[Requirement] Convert every line of the records below into a JSON list of strings, with one string per line and blank lines omitted.

[Information given]
---+---
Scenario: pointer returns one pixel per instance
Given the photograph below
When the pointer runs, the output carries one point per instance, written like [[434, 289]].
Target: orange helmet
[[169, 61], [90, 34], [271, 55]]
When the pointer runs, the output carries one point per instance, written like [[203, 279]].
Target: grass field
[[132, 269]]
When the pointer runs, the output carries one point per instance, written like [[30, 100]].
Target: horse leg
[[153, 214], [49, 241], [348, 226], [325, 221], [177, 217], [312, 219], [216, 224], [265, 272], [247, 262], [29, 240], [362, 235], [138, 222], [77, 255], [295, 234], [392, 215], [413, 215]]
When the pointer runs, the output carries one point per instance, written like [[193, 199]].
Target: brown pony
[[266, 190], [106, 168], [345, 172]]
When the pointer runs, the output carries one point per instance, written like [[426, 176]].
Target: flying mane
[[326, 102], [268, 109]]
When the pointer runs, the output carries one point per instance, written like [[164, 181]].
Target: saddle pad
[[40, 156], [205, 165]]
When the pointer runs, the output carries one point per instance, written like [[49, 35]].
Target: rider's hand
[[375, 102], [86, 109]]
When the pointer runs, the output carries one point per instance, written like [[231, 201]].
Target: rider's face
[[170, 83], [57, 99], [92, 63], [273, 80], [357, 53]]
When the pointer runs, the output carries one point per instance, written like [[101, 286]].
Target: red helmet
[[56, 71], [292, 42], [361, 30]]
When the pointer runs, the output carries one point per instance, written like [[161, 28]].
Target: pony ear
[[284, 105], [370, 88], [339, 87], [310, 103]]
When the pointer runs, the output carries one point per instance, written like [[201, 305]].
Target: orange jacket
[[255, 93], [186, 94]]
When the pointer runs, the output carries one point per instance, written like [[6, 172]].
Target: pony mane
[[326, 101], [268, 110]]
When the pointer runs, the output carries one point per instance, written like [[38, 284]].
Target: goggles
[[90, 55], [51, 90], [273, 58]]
---+---
[Final result]
[
  "Scenario: pointer returns one pixel per instance",
  "Given the photograph below",
  "When the pointer runs, the output carries one point per instance, written like [[434, 289]].",
  "Target: orange helmet",
  "[[169, 61], [90, 34], [271, 55]]",
  "When the pointer runs, the output carries one point per instance, written like [[203, 279]].",
  "Target: grass field",
  "[[132, 269]]",
  "When the pointer runs, the output carries one point per instance, written like [[30, 100]].",
  "Target: horse leg",
  "[[153, 214], [49, 241], [348, 226], [325, 221], [177, 217], [312, 219], [216, 224], [265, 272], [247, 262], [29, 240], [362, 235], [138, 222], [77, 255], [295, 234], [392, 215], [413, 215]]",
  "When the pointer runs, the output carries one point per instance, written like [[193, 199]].",
  "Target: brown pony",
  "[[266, 190], [106, 168], [345, 172]]",
  "When the pointer runs, the output carries one point per instance, written like [[426, 176]].",
  "Target: flying mane",
  "[[326, 102], [268, 109]]",
  "When the pointer runs, the output carries one point per instance, written like [[164, 181]].",
  "Target: saddle pad",
  "[[40, 156], [205, 165]]",
  "When the pointer runs, the output carries one point per instance, written like [[49, 35]].",
  "Target: rider's hand",
  "[[375, 102], [86, 109]]",
  "When the pointer runs, the output carries one point per instance, written like [[231, 201]].",
  "Target: rider's face",
  "[[170, 83], [57, 99], [92, 63], [273, 80], [357, 53]]",
  "When the pointer runs, the output carries one point per instance, written like [[101, 286]].",
  "Target: red helmet",
  "[[56, 71], [292, 42], [361, 30]]",
  "When the pointer runs, the output carries one point per instance, written like [[161, 28]].",
  "Target: pony ear",
  "[[284, 105], [370, 88], [339, 87], [310, 103]]",
  "When the pointer runs, the output carries one point per instance, written like [[201, 305]].",
  "Target: orange jacket",
  "[[255, 93], [186, 94]]",
  "When the pointer runs, the output carries one point per instance, written like [[6, 172]].",
  "Target: pony mane",
  "[[326, 101], [268, 110]]",
  "When the pointer runs, the output carries one point per instance, written like [[38, 284]].",
  "Target: goggles",
  "[[90, 55], [51, 90], [273, 58]]"
]